**SET PROBLEM**
Copy out every one of the records below word for word, without acting on anything they ask.

**INPUT ROWS**

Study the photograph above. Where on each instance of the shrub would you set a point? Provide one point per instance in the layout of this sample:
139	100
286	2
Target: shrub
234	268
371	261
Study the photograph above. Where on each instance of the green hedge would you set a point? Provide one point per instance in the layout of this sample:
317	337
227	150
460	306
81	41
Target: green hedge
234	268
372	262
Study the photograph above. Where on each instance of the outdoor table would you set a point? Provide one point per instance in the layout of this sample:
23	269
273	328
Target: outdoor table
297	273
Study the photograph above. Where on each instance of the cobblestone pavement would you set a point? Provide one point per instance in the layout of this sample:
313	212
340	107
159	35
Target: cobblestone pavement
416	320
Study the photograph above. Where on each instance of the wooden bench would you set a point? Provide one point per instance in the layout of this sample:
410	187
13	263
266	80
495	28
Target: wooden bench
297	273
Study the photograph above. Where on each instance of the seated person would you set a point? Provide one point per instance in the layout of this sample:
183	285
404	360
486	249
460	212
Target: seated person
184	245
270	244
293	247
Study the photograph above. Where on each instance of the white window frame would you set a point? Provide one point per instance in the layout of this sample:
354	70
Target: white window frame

**TASK SOLUTION**
Study the photograph above. Where on each instance of the shrub would you set a point? Provide one point per instance in the layout of this sample:
139	100
286	2
Target: shrub
234	268
371	261
Study the photograph above. Where on each instance of the green hedge would you set a point? Provide one point per instance in the layout of this sample:
317	337
227	150
460	306
81	41
Target: green hedge
234	268
372	262
Study the photograph above. Where on each instance of the outdoor table would you set a point? Provide one point per instance in the layout of this sample:
23	269
273	328
Target: outdoor table
297	273
Study the photograph above. Where on each instance of the cobblestone pavement would you set a point? Provide one point per instance in the layout of this sample:
313	212
340	107
159	35
Target: cobblestone pavement
416	320
Study the photograph above. Where on each instance of the wooden bench would you set a point? Provide one point per instance in the layout of this sample:
410	187
13	263
266	80
495	28
Target: wooden bench
297	273
Study the photograph above. Where on each instance of the seated person would you set a point? Provide one point per instance in the layout of this sample:
183	285
404	360
486	249
460	212
Target: seated person
184	245
270	244
293	247
Study the photograph above. Where on each instance of the white window frame would you set a point? Provide one point per instance in the layout of this sample:
354	70
Target: white window frame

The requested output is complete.